**THE DATA:**
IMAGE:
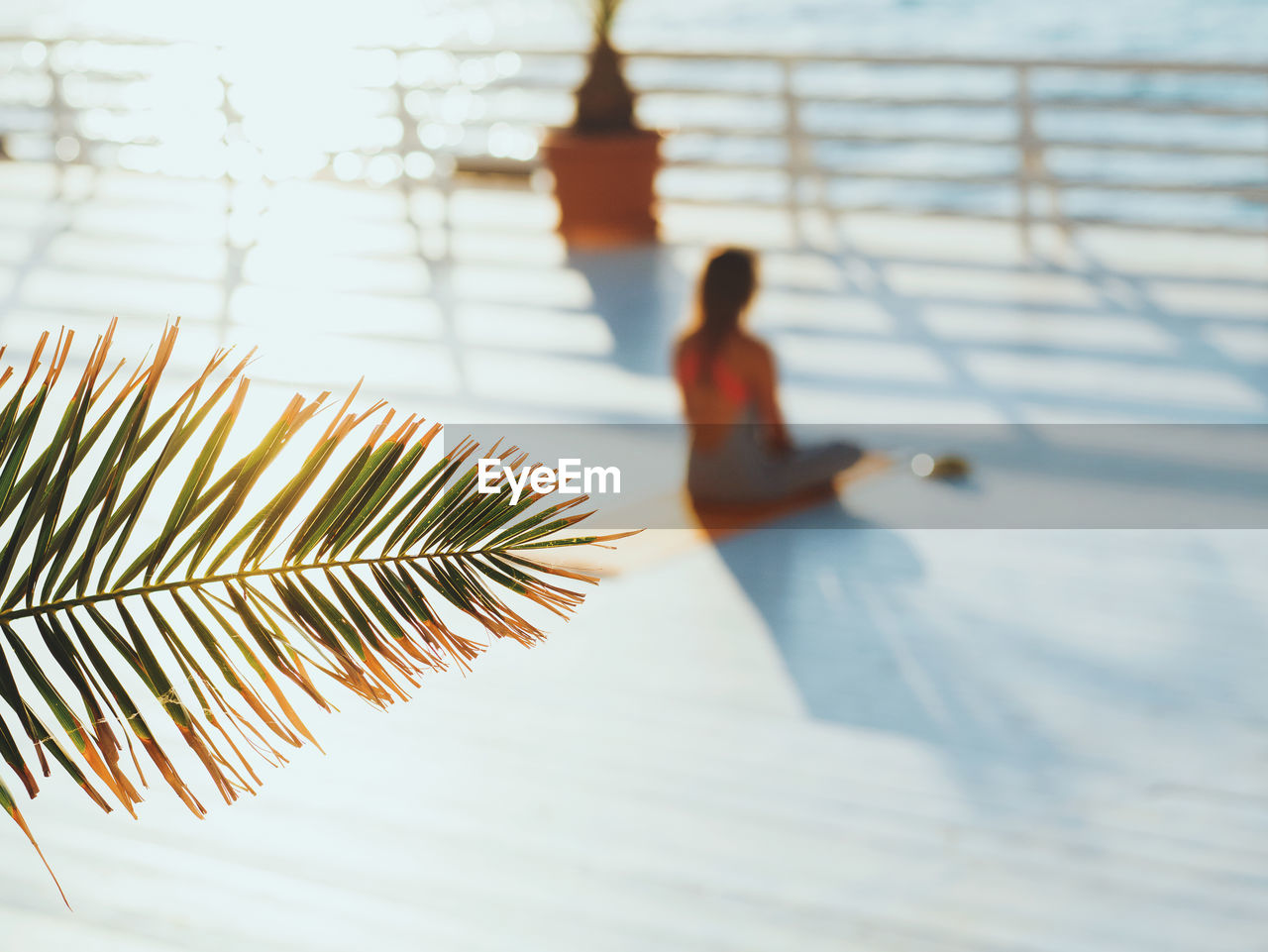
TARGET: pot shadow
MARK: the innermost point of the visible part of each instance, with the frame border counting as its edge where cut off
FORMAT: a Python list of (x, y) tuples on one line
[(641, 295)]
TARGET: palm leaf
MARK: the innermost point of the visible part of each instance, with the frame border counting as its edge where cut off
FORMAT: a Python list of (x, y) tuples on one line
[(143, 574)]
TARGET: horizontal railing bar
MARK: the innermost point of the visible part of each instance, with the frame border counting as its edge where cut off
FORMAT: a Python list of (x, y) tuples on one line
[(780, 204), (845, 55), (1257, 191)]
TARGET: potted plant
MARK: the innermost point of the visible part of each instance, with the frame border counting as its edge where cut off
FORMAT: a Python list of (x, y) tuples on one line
[(603, 163)]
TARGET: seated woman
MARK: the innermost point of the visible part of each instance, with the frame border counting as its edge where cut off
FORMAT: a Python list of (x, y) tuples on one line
[(741, 452)]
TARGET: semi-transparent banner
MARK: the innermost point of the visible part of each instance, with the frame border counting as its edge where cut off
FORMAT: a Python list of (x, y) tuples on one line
[(1062, 476)]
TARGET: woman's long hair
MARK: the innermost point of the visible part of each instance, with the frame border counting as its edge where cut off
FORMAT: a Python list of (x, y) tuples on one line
[(727, 286)]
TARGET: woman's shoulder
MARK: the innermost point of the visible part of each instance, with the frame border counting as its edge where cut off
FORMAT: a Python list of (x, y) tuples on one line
[(751, 349)]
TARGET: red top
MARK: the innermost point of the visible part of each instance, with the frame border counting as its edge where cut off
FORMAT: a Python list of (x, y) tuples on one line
[(729, 383)]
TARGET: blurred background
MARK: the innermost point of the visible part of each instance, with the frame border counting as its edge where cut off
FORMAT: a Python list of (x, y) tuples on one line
[(828, 733)]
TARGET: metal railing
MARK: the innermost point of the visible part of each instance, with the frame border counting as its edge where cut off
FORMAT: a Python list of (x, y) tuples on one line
[(1180, 145)]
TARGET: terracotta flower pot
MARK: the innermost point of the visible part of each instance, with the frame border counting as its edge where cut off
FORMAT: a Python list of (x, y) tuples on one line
[(605, 186)]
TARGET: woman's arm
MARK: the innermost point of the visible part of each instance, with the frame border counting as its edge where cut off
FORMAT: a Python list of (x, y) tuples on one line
[(768, 401)]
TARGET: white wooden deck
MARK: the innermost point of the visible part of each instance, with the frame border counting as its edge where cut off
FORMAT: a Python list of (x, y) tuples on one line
[(874, 739)]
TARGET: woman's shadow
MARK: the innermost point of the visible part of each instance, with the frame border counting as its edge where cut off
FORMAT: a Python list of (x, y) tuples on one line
[(845, 602)]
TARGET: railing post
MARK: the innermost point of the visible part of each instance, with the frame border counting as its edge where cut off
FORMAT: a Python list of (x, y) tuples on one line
[(795, 142), (1026, 155)]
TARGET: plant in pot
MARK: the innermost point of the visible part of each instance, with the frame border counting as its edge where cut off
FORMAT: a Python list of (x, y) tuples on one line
[(603, 163)]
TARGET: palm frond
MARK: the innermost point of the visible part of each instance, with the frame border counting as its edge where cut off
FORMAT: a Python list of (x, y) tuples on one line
[(141, 571)]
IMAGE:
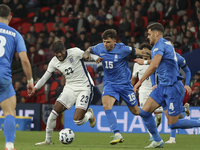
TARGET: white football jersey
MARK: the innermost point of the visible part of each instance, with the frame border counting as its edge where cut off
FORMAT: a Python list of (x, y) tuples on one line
[(138, 71), (73, 68)]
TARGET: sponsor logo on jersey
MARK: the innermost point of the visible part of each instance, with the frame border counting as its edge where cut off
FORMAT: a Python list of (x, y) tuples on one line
[(155, 49)]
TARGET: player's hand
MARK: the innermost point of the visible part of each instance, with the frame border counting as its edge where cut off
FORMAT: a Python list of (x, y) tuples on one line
[(99, 60), (137, 86), (30, 89), (188, 89), (146, 52), (139, 61), (86, 55), (155, 86)]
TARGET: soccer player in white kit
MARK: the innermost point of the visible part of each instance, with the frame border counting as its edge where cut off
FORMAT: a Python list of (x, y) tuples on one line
[(78, 89), (146, 87)]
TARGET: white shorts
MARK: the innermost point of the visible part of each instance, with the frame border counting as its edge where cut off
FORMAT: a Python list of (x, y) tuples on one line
[(143, 96), (81, 98)]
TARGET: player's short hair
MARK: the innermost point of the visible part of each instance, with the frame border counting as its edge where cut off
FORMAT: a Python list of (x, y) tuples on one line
[(58, 46), (4, 11), (110, 33), (156, 26), (146, 45), (168, 39)]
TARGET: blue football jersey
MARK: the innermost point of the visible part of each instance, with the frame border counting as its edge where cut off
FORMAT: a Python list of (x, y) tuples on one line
[(168, 70), (181, 60), (10, 40), (115, 63)]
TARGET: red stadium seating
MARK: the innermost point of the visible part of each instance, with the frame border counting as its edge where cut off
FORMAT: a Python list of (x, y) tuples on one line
[(38, 27)]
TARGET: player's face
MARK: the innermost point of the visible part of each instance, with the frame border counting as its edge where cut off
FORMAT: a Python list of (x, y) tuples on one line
[(151, 36), (109, 44), (60, 55)]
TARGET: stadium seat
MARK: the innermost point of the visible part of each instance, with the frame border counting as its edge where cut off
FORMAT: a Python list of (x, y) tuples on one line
[(145, 21), (31, 14), (72, 44), (50, 26), (179, 51), (63, 29), (64, 19), (175, 18), (43, 9), (38, 27), (194, 46), (132, 26), (26, 27)]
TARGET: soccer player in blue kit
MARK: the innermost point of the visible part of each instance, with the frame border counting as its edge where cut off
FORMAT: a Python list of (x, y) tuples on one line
[(181, 64), (117, 77), (10, 40), (170, 90)]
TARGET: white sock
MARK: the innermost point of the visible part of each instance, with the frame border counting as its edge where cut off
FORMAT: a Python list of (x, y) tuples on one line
[(87, 116), (51, 124), (9, 145), (158, 119)]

**ACTIVITY:** Please output every record above exactly. Leave the pictures out.

**YOUR RESPONSE:**
IMAGE:
TARGET: pot shadow
MARK: the innermost point of the visible part of each instance, with the frame border counting as its edge where cut off
FORMAT: a Python list of (x, y) tuples on one line
[(641, 295)]
TARGET: palm leaf
MARK: the innermost point of the visible part of each instance, with the frame border counting as its edge where cut off
FORMAT: a Python list of (x, y) tuples on one line
[(143, 574)]
TARGET: horizontal railing bar
MARK: the innermost point of the visible part of each instance, with the frame border counting as its edge where cut off
FORMAT: a Python list of (x, y) tuples on one line
[(780, 204), (845, 55), (1257, 191)]
TARGET: potted plant
MARK: the innermost point of the visible part of each instance, with the frame border counting as its edge where cut off
FORMAT: a Python list of (x, y) tuples on one line
[(603, 163)]
TARGET: seated woman
MARK: the innermost point of the visible part of each instance, with the frame border counting as its edge where cut off
FORMAT: a Python list of (x, y) tuples on one line
[(741, 452)]
TARGET: semi-transparent banner
MARK: the innermost point of the visible part of each instance, with the frame border counting as its edge where cut off
FORMAT: a Python list of (x, y) tuples on one line
[(1062, 476)]
TARGET: woman's long hair
MARK: the innermost point of the visible part of each instance, with the frame border counting as its edge where cut off
FORMAT: a Python list of (x, y) tuples on one line
[(727, 286)]
TARGET: woman's shoulder
MARK: the innermost point of the visible part of each instance, with the frame border counting as its edge where cut off
FORMAT: a Python list of (x, y) tuples on one line
[(751, 349)]
TARGET: red top
MARK: the innermost point of the visible part of each instance, with the frame border counting as its edge where cut off
FORMAT: a Python list of (x, y) tuples on one line
[(729, 383)]
TARGET: blurred background
MARK: the innermost point of the visible part of each instance, with the frame border counting as its edge where cut off
FORMAT: a Python list of (x, y) tuples on one line
[(828, 733)]
TARGET: metal railing
MARK: the innermost point of the visible part of each instance, with the frame border counting as its edge where cut off
FORMAT: a Python list of (x, y) tuples on one line
[(1180, 145)]
TARGET: terracotta flower pot
MARK: the innermost point of the visible part of each instance, with the frame border counting as its edge where cut off
FORMAT: a Python list of (x, y) tuples on one line
[(605, 186)]
TARGET: woman's arm
MARK: the innermost point of the visible part of each instance, with the frame border counting as its edge where cut off
FORMAT: a Python list of (x, y) tuples on one line
[(768, 401)]
TARGET: white wooden deck
MARK: the innermost point of the visible part of each instance, with the frame border counting as its edge where cut off
FORMAT: a Python list of (x, y) tuples on one line
[(874, 739)]
TARGET: woman's shadow
MARK: the innermost point of the visible part of each instance, with the frame border counting as its edge where cut off
FORMAT: a Python list of (x, y) tuples on one line
[(845, 602)]
TARGET: railing post
MARK: the innermost point of the visible part of each instance, with the frame border counting as its edge where cut off
FORMAT: a Python list of (x, y) tuples on one line
[(795, 142), (1026, 155)]
TARGET: plant in pot
MARK: the innermost point of the visible part of each instance, with the frame border counting as its edge where cut off
FORMAT: a Python list of (x, y) tuples on one line
[(603, 163)]
TARGET: palm frond
MARK: the innermost point of the visible part of each instance, with the frame border counting as its edge where cut off
FORMAT: a Python list of (x, y) tuples on one line
[(141, 571)]
IMAGE:
TARGET: white football jersey
MARK: the innermost point of the visible part of each instance, with the frame border counting as its edge where cut off
FORMAT: a Python list of (x, y) tuples on one line
[(138, 71), (73, 68)]
TARGET: sponsor logo on jersey
MARK: the innermost point of the visible part of each instance, with the frame border counting as its edge where cut off
FORMAT: a Python list of (x, y) tuples on one line
[(155, 49)]
TARGET: player's hand
MARK: the innermost point of the visible part of each instance, with the frame border counting as its edge where cut off
FORMAT: a Python list of (x, y) tuples on one line
[(99, 60), (137, 86), (30, 89), (188, 89), (146, 52), (139, 61), (86, 55), (155, 86)]
TARGET: soccer player in white kit
MARK: the innermost point of the visible part of each instance, with the frame border counting as its edge where cut off
FORMAT: a Python list of (x, y) tuples on one line
[(78, 89), (146, 87)]
TARGET: white shorts
MARK: the innermost point of the visible part of each instance, with the frame border counting as its edge where cut off
FORMAT: a Python list of (x, y) tuples on one line
[(143, 96), (81, 98)]
TARGET: player's short hair
MARK: the innermost point of the visible part of each instance, with the frame border counting as its edge where cut off
FORMAT: a Python list of (x, y) tuples on one line
[(58, 46), (4, 11), (110, 33), (156, 26), (146, 45), (168, 39)]
TARGET: blue football jersey
MARK: the innermost point of the visible part of each instance, with the frame border counting as its edge where cut off
FORMAT: a Python list of (x, y) tuples on one line
[(168, 70), (181, 60), (10, 40), (115, 63)]
TARGET: red stadium seating
MARK: the innermost point of the visible part of each instance, with the frame border counting as its edge where cut off
FORMAT: a Python list of (x, y) tuples on one line
[(38, 27)]
TARGET: player's face
MARK: the innermost point of the visible part of each instance, with the frame border counting as its edge where cut off
FORMAT: a Python list of (x, y) tuples on one line
[(151, 36), (109, 44), (60, 55)]
TARGET: stadium seat
MARK: the innermost point of the visible part of each instance, with the frame border counting as its edge where cut off
FORMAT: a Python list of (x, y) tuples on one line
[(145, 21), (31, 14), (72, 44), (50, 26), (179, 51), (63, 29), (64, 19), (175, 18), (43, 9), (38, 27), (194, 46), (132, 26), (26, 27)]
TARGET: soccer player in blue kit
MARK: the innermost point of the visible part of each instance, with the frame border counting as its edge where cut off
FORMAT: a Python list of (x, y) tuples on one line
[(181, 64), (117, 77), (10, 40), (170, 90)]
TARGET: white sock
MARK: the innermost point of the visible part of each instance, with the frame border counting as its edge where cut off
FORMAT: a Python list of (x, y) tuples on one line
[(87, 116), (51, 124), (9, 145), (158, 119)]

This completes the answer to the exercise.